RECORDS FOR THIS EXERCISE –
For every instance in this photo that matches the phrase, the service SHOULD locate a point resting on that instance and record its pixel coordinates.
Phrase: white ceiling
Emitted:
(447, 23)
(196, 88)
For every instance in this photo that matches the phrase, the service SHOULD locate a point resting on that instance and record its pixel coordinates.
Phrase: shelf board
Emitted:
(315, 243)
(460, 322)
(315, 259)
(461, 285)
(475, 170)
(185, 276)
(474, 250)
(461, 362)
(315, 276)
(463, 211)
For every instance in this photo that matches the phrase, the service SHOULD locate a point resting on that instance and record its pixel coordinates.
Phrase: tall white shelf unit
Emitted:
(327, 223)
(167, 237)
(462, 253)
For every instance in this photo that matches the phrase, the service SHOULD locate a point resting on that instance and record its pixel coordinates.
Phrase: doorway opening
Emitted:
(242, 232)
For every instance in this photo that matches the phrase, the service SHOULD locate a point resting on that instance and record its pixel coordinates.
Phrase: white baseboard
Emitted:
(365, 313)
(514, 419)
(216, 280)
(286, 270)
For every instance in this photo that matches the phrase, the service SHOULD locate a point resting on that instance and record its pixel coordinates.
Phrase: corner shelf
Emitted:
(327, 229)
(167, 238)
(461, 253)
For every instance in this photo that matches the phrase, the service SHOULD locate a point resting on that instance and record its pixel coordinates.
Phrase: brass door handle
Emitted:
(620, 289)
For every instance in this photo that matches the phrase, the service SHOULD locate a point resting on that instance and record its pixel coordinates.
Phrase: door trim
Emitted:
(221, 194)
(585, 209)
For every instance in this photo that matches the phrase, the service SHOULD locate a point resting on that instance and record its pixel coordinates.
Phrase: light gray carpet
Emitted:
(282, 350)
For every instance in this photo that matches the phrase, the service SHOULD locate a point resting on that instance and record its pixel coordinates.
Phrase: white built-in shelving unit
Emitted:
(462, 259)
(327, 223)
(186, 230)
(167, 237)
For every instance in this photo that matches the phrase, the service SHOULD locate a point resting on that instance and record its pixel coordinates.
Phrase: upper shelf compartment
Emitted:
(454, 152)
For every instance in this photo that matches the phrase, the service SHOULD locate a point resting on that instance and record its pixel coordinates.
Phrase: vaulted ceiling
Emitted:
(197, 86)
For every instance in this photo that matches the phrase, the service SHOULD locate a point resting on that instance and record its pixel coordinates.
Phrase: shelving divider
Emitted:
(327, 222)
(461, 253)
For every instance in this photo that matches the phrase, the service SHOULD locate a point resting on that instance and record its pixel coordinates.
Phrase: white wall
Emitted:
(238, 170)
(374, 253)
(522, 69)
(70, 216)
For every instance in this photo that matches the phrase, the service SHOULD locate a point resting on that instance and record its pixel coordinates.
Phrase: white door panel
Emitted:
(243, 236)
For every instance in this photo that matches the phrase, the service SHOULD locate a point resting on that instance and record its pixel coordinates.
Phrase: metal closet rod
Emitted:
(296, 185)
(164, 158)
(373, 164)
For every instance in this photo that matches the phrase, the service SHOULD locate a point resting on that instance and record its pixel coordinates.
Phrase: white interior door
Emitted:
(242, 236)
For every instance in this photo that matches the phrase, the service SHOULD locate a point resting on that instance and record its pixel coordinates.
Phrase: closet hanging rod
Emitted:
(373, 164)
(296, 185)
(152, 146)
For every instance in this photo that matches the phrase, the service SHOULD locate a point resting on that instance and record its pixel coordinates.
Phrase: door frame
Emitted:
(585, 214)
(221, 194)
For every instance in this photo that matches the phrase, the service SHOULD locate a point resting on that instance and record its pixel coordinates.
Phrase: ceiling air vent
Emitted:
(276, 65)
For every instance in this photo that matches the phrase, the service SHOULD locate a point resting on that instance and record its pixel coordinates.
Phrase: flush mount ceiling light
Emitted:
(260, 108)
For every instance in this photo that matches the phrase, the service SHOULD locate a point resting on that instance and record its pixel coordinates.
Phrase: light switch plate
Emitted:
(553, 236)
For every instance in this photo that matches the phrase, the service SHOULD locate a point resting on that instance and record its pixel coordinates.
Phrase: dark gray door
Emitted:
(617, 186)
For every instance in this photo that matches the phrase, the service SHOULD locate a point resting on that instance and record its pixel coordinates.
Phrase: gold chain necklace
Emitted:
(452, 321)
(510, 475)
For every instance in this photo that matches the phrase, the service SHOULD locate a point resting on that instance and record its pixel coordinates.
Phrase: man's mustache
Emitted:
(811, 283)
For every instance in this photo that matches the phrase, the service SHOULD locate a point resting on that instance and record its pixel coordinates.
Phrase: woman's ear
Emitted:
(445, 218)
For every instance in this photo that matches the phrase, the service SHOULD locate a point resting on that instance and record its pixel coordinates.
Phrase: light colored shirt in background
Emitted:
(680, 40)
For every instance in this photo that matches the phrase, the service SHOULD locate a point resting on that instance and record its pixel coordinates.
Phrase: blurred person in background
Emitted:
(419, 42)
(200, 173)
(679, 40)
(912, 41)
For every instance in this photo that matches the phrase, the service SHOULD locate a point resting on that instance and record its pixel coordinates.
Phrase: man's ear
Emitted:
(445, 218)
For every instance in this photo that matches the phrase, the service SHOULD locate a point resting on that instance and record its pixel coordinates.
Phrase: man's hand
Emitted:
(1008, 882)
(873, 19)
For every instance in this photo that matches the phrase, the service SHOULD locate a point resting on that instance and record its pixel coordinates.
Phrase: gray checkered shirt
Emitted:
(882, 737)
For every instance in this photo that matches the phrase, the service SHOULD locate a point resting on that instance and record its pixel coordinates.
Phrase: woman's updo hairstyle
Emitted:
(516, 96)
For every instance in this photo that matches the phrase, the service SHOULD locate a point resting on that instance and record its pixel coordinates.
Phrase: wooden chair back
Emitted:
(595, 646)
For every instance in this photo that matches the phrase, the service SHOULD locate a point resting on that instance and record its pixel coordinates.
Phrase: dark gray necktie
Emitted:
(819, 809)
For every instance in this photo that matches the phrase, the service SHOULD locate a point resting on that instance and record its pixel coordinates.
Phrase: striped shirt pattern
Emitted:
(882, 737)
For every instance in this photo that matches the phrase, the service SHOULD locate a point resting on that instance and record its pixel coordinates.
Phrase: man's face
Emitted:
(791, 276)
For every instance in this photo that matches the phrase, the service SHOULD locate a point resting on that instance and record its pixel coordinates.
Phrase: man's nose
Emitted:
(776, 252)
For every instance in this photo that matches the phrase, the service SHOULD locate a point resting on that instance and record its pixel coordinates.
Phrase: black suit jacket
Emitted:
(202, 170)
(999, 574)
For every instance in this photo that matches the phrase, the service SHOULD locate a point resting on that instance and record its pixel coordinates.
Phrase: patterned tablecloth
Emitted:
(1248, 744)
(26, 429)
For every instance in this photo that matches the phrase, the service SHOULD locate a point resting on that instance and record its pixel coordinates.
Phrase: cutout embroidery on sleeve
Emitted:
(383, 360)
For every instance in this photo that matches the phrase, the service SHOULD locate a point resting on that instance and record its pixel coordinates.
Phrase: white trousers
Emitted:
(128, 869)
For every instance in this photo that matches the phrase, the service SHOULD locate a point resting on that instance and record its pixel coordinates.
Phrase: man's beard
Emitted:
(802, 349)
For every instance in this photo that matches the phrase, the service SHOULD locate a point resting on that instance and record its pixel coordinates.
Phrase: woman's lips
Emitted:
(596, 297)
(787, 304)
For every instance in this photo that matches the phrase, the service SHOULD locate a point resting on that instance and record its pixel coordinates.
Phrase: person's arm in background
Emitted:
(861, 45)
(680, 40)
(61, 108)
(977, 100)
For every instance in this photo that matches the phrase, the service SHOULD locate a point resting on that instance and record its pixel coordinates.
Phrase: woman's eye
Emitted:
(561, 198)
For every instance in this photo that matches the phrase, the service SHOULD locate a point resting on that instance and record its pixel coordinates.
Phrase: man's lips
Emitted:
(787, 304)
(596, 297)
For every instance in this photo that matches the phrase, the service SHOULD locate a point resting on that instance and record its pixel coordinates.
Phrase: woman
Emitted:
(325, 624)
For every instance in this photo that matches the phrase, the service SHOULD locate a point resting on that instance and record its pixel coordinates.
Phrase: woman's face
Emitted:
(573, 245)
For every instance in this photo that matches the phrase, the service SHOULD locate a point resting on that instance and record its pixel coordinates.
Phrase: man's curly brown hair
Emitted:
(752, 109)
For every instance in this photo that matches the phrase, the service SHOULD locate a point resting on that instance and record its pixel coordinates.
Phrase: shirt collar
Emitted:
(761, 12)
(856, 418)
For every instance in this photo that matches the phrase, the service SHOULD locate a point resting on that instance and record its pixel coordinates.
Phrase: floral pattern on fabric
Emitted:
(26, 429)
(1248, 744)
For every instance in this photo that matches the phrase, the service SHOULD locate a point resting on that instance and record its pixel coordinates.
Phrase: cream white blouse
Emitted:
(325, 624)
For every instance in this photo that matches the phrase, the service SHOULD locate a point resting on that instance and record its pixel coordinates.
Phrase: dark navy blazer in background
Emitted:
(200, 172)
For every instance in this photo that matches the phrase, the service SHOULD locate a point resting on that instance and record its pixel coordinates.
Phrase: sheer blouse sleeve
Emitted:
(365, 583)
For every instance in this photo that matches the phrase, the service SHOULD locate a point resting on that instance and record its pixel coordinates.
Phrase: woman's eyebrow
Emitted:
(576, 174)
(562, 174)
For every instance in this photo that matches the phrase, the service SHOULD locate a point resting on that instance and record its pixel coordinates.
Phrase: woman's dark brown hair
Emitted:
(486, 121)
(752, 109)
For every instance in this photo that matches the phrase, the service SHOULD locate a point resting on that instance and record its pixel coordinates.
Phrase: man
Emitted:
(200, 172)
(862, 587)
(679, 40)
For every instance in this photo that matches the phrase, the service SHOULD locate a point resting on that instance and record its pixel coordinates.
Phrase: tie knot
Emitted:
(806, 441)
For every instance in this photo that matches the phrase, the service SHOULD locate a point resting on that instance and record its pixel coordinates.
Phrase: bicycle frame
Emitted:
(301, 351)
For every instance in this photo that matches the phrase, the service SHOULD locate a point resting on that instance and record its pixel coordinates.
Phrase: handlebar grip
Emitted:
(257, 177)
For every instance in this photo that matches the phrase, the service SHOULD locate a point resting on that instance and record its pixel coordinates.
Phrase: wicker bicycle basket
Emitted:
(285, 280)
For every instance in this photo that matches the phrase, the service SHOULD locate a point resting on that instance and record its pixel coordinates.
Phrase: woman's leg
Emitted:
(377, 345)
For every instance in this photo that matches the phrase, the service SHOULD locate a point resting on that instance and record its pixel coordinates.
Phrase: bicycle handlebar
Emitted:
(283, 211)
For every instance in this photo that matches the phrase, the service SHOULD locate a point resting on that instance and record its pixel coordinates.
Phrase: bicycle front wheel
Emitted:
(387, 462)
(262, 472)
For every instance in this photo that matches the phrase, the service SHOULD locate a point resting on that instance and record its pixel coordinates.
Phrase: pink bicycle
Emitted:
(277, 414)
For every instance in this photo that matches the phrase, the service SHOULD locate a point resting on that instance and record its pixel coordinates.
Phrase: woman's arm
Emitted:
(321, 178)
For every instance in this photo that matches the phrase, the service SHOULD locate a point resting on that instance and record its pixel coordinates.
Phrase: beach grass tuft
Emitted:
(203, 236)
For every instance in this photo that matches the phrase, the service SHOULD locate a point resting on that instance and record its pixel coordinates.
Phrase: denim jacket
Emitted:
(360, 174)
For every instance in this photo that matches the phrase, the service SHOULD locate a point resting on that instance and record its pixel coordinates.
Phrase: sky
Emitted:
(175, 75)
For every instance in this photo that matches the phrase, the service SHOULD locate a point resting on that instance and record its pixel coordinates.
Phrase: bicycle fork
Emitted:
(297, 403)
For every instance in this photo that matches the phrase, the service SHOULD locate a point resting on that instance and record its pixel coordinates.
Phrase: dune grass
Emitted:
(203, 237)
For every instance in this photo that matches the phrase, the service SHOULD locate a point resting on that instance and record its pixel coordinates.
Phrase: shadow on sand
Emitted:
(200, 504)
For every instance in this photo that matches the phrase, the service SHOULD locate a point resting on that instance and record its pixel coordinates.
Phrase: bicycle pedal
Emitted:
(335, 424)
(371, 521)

WHAT YOU ARE ASKED TO DO – For this exercise, return every line from the data that holds the string "shelving".

ANSWER BOX –
Phrase: white built-in shelving unit
Phrase: shelving divider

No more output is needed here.